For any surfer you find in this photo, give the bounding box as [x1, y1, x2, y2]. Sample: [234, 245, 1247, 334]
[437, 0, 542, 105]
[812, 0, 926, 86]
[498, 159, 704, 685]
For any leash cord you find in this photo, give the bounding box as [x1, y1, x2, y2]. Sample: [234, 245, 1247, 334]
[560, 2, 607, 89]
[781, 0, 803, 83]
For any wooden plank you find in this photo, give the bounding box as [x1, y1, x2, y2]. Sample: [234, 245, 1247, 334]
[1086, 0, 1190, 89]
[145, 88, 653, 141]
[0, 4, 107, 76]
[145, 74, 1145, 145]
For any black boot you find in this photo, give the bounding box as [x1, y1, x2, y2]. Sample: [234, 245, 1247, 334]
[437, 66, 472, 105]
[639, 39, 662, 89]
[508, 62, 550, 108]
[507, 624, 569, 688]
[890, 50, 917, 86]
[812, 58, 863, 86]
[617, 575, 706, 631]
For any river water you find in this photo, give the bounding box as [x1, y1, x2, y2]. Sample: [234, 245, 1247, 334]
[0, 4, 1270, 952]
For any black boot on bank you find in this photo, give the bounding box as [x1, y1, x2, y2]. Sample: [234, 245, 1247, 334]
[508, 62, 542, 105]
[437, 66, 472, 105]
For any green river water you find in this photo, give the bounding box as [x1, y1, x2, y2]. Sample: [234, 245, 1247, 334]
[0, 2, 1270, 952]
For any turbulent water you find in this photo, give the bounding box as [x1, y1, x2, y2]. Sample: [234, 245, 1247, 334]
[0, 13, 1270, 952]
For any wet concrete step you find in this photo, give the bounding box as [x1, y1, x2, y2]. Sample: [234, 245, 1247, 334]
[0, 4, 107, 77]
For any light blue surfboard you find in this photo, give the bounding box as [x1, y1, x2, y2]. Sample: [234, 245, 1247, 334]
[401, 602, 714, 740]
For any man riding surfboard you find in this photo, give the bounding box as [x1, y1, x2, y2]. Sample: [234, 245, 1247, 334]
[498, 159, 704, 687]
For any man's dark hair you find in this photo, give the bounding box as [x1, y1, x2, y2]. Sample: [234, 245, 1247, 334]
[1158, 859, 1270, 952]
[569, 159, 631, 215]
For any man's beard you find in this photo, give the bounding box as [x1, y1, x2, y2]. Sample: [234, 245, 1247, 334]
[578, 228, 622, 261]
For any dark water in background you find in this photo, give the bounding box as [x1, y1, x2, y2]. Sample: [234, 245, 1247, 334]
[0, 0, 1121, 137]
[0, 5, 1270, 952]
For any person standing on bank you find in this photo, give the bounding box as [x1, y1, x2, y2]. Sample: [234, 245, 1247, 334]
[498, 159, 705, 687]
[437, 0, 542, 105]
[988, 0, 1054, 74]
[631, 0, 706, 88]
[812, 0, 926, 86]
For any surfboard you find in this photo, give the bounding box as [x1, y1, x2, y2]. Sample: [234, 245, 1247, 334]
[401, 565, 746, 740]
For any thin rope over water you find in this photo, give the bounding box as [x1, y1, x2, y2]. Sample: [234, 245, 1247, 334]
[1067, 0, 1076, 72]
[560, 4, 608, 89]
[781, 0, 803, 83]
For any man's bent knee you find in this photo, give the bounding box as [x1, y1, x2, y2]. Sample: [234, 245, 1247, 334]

——

▶ **What the exercise asks**
Reproduce all of the records above, substituting "Example" for each occurrence of "Sample" and leaving everything else unchanged.

▶ **Solution to this problem**
For any surfer you find in this photo, give the bounding box as [x1, y1, x2, y2]. Example: [234, 245, 1247, 334]
[437, 0, 542, 105]
[812, 0, 926, 86]
[498, 159, 704, 685]
For any leash cord you find in this photo, give the bounding box as [x1, y1, x2, y2]. Example: [234, 245, 1247, 334]
[560, 2, 607, 89]
[781, 0, 803, 83]
For any wooden plank you find in this photo, give the bounding box as [x1, y1, x2, y2]. Example: [234, 245, 1247, 334]
[1086, 0, 1190, 89]
[145, 88, 653, 141]
[0, 4, 107, 76]
[145, 74, 1145, 145]
For any black boot you find in this photo, give the bounding box as [x1, y1, x2, y2]. Example: [234, 245, 1247, 334]
[437, 66, 472, 105]
[639, 39, 662, 89]
[508, 62, 550, 108]
[507, 624, 569, 688]
[890, 50, 917, 86]
[812, 58, 863, 86]
[617, 575, 706, 631]
For any river water you find in this photo, give the bounding box as [x1, y1, x2, y2]. Example: [234, 245, 1247, 334]
[0, 4, 1270, 952]
For any black boot on bank you find in this photo, give the bounding box as [x1, y1, x2, y2]. Example: [234, 245, 1247, 334]
[508, 62, 542, 105]
[437, 66, 472, 105]
For any green river water you find in this photo, give the bounding box as [x1, y1, x2, y2]. Example: [234, 245, 1247, 334]
[0, 2, 1270, 952]
For any turbulent water you find in this photo, give the bounding box as [x1, y1, x2, y2]. Example: [234, 245, 1247, 334]
[0, 13, 1270, 952]
For any wet concrete step you find in this photo, give the bounding box as [x1, y1, x2, y2]. Example: [234, 245, 1247, 334]
[0, 4, 107, 77]
For any light blue surfboard you find in this photo, give the bounding box as [x1, y1, x2, y2]. Example: [234, 245, 1247, 334]
[401, 602, 714, 740]
For any man riding surfboard you find in this photo, give the bounding box as [x1, y1, x2, y2]. Example: [234, 245, 1247, 334]
[498, 159, 704, 687]
For any man's dark hair you find in this photo, give the bounding box as [x1, y1, x2, y2]. Example: [234, 245, 1247, 334]
[1158, 859, 1270, 952]
[569, 159, 631, 215]
For any man's beard you find in this photo, give the bounding box as [x1, y1, x2, y2]. Example: [234, 245, 1247, 334]
[578, 228, 622, 261]
For any dark water in background you find in this photo, give the bounding box as [x1, y1, x2, y2]. Example: [234, 245, 1247, 334]
[0, 0, 1121, 137]
[0, 5, 1270, 952]
For any person standing on bank you find in this photo, give the bounding box as [x1, y1, x2, y2]. Example: [234, 245, 1247, 334]
[498, 159, 705, 687]
[437, 0, 542, 105]
[988, 0, 1054, 74]
[631, 0, 706, 88]
[812, 0, 926, 86]
For any surfboard you find in this photo, give the bounding box as [x1, y1, x2, y2]. Example: [234, 245, 1247, 334]
[401, 565, 746, 740]
For any thin rope over water you find in this photo, give the bounding box as [x1, y1, x2, y2]. Example: [234, 245, 1247, 334]
[1067, 0, 1076, 72]
[560, 4, 608, 89]
[781, 0, 803, 83]
For any man's bent knee you find in this photo, give the bounding box as [x1, y1, x2, y2]. Example: [234, 245, 1247, 334]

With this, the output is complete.